I had always lumped together my having mental illness with my inability to find meaning in my chosen field (ESOL or English for Speakers of Other Languages). I had not, until today, considered that most of the jobs in my field might actually be unsatisfying to me, and maybe that was why I longed to change fields even though it would mean taking a significant pay cut.
I still recognize the conundrum that I’ll probably never make as much money in anything else as I would in ESOL, because that’s what my degree is in. But this is a blog about existentialism, so allow me to describe the frustrations that I constantly faced at work.
As I mentioned, I always just kind of assumed that my not being able to hack it in ESOL was because I had a mental illness, and wanting to do something else, like work in a daycare, was just a sad result of not being able to stick to my first chosen career path. I never considered that I was not finding meaning in my job because there really wasn’t any way I could have found meaning even if I had been approaching it from a different vantage point. That the problem was the job, or that the problem wasn’t me.
As background, I was trained as a language teacher. One thing I was taught is that there’s a difference between “BICS” or “basic interpersonal communication skills” and “CALP” or cognitive and academic language proficiency. It was drilled into us that students can have really good BICS without CALP. So a kid can present with absolutely no accent and seem to be communicating well with their peers, and basically seem to be able to do everything, but they’re still missing a lot of academic vocabulary. So my job as it was presented to me in grad school was that I would unlock the skills that the students already had in their first language and help them learn to also use the same skills in English so they could be successful in an English speaking country. So for example, a kid might come from China and know how to write a five paragraph essay in Chinese, and my job was to teach them to do the exact same thing in English.

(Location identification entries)
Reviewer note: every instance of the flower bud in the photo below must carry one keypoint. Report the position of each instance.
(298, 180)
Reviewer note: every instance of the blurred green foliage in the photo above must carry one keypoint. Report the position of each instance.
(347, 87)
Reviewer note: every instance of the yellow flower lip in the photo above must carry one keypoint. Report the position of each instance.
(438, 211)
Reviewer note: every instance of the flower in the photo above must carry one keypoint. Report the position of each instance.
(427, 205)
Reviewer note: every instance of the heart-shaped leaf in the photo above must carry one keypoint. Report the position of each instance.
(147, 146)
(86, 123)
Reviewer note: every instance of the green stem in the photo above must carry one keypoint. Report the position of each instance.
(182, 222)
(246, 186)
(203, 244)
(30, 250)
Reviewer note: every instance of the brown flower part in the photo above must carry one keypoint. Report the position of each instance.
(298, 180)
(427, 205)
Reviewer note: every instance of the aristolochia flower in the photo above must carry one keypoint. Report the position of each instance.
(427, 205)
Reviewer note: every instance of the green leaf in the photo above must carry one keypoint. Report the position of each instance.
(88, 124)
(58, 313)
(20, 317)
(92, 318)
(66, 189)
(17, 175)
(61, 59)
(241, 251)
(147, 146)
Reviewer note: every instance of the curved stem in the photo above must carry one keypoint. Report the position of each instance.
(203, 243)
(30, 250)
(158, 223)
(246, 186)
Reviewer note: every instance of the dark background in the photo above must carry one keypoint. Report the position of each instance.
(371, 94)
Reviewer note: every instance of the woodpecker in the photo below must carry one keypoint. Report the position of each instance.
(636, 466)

==

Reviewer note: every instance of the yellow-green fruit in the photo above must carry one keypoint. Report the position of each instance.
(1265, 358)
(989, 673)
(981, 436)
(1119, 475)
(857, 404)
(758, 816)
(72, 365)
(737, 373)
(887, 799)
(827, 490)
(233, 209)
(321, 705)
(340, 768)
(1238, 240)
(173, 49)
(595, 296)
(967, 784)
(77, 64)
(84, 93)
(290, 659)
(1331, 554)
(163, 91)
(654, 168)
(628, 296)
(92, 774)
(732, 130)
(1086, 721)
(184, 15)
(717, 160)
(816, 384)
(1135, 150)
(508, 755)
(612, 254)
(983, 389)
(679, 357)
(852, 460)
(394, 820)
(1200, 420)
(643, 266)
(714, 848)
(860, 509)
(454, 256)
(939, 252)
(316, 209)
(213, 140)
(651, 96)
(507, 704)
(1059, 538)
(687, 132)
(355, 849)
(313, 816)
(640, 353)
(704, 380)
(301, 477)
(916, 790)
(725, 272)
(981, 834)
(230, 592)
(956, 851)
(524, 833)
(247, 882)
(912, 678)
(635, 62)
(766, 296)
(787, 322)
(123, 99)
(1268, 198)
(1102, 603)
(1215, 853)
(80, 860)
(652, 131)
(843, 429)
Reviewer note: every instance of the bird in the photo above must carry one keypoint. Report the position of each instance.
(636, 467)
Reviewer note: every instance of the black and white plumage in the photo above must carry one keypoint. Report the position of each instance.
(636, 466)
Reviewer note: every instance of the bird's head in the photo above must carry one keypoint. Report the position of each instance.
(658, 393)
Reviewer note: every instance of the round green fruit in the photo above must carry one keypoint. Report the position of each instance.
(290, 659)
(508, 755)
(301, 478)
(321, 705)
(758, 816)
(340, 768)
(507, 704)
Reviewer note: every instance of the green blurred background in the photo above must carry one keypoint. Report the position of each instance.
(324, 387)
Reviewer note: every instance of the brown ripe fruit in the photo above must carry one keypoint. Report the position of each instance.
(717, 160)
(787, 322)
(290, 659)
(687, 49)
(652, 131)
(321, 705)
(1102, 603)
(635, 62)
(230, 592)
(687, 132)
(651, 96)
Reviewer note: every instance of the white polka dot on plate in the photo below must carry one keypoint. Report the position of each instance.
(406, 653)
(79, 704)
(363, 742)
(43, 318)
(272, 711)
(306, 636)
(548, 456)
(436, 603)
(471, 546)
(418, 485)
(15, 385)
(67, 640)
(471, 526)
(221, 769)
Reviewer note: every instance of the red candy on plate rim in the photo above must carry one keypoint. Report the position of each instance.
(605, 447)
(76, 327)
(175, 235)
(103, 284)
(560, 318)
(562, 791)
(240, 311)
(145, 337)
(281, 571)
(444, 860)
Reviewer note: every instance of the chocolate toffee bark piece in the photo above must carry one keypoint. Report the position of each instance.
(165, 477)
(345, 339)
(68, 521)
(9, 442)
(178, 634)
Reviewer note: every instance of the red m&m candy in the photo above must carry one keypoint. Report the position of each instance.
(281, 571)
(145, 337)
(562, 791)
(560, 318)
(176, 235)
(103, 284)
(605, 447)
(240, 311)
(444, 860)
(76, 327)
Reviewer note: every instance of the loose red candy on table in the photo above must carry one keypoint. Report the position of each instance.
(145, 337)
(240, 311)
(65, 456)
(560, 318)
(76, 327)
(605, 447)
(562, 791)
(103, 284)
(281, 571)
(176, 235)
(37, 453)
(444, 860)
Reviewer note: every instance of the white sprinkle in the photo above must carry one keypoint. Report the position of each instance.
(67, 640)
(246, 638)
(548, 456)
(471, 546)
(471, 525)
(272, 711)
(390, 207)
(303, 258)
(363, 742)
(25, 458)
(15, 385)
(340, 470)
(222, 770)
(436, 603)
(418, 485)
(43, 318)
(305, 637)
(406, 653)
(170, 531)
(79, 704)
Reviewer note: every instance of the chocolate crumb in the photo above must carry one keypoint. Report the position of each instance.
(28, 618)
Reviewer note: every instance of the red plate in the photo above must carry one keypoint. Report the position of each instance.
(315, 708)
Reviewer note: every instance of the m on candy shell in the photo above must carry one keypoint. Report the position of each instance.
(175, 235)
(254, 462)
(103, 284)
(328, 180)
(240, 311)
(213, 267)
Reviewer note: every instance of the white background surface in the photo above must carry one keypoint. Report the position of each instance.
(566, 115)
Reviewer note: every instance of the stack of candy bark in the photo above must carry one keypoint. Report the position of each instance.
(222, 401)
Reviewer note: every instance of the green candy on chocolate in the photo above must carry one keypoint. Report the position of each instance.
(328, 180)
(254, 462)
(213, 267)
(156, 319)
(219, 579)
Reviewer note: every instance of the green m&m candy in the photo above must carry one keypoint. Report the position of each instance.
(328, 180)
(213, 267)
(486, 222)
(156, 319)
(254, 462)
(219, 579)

> **EXERCISE TASKS**
- A) In the blog excerpt, what does "CALP" stand for?
- B) Which abbreviations does the blog excerpt spell out, and what is the full form of each?

> **THE REPLIES**
- A) Cognitive and academic language proficiency.

- B)
ESOL: English for Speakers of Other Languages
BICS: basic interpersonal communication skills
CALP: cognitive and academic language proficiency